**Records provided**
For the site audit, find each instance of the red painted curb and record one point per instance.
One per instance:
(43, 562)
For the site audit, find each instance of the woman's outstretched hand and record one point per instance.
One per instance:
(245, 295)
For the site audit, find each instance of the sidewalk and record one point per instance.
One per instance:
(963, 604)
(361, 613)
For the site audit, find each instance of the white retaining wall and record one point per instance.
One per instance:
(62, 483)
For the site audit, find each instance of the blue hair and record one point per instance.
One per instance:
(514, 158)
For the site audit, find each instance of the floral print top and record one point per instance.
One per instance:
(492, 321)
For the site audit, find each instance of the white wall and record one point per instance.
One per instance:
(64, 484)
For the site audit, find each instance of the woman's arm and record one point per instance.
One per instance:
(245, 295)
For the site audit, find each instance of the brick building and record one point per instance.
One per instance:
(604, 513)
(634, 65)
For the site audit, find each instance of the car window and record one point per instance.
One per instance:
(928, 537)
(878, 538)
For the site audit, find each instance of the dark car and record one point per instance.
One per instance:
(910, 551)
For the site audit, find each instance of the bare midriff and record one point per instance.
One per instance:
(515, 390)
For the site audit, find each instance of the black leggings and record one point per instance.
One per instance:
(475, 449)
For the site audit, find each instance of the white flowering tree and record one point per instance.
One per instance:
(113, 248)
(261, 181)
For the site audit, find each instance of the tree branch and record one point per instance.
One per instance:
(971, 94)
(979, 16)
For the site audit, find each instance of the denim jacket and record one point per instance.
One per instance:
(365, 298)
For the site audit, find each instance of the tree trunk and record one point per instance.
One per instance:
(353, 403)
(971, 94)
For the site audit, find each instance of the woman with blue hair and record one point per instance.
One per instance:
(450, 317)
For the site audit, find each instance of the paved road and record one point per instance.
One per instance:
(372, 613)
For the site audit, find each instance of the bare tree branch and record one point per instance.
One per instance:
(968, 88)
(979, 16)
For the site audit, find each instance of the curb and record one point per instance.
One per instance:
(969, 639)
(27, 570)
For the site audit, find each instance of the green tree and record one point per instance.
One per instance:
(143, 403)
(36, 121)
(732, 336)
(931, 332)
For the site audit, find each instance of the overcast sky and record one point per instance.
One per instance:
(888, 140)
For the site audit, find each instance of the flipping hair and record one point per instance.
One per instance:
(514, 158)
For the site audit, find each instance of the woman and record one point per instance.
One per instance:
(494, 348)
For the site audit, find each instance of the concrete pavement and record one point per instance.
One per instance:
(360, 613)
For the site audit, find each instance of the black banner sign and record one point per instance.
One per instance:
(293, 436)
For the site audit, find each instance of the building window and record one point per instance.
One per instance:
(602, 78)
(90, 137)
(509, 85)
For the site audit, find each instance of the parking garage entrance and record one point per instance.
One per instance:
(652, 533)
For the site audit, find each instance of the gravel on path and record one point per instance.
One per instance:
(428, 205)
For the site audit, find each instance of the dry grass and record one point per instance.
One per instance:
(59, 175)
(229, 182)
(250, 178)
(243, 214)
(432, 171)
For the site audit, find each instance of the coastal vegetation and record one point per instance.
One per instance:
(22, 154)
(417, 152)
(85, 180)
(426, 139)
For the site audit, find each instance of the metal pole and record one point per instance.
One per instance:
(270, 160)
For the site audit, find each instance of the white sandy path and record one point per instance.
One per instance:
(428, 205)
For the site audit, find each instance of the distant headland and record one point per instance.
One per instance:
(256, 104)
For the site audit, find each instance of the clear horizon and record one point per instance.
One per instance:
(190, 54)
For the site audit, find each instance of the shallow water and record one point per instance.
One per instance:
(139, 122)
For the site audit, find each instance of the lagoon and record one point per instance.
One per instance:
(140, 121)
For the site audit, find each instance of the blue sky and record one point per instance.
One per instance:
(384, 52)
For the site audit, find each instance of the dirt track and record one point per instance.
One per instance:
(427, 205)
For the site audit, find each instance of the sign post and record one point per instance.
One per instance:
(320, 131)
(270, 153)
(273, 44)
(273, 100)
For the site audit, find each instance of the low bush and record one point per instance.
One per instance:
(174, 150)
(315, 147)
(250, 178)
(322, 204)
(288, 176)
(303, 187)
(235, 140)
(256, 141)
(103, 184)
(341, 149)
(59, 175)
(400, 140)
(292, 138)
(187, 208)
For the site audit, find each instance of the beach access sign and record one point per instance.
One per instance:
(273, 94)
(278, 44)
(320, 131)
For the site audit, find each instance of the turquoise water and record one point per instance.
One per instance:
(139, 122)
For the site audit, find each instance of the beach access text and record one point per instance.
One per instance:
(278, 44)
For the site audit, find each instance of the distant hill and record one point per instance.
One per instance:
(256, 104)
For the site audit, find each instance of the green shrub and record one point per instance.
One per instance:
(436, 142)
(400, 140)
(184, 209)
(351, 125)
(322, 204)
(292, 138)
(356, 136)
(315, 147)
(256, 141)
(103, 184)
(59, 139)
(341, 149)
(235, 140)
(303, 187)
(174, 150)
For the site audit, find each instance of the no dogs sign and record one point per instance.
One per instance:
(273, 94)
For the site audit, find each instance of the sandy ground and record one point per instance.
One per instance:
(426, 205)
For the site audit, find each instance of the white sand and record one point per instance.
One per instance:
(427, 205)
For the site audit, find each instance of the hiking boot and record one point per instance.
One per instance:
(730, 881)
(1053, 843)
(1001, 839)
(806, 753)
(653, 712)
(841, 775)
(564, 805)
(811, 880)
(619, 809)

**The task**
Could you arrange the part of the rows that opens with the line containing "For the site audit, find each instance of the sandy" and runs through the last row, both ends included, as a numbered list with blank lines omitted?

**Correct output**
1. For the site audit, find each instance of the sandy ground and record one point per instance.
2. One per instance:
3. (426, 205)
4. For the site audit, find each instance of the white sand and record one point per instance.
5. One per instance:
6. (427, 205)
7. For the site audit, find each instance of the hiking boot and record one point per instance.
8. One per instance:
9. (730, 881)
10. (1053, 843)
11. (1001, 839)
12. (806, 753)
13. (653, 712)
14. (841, 775)
15. (564, 805)
16. (811, 880)
17. (619, 809)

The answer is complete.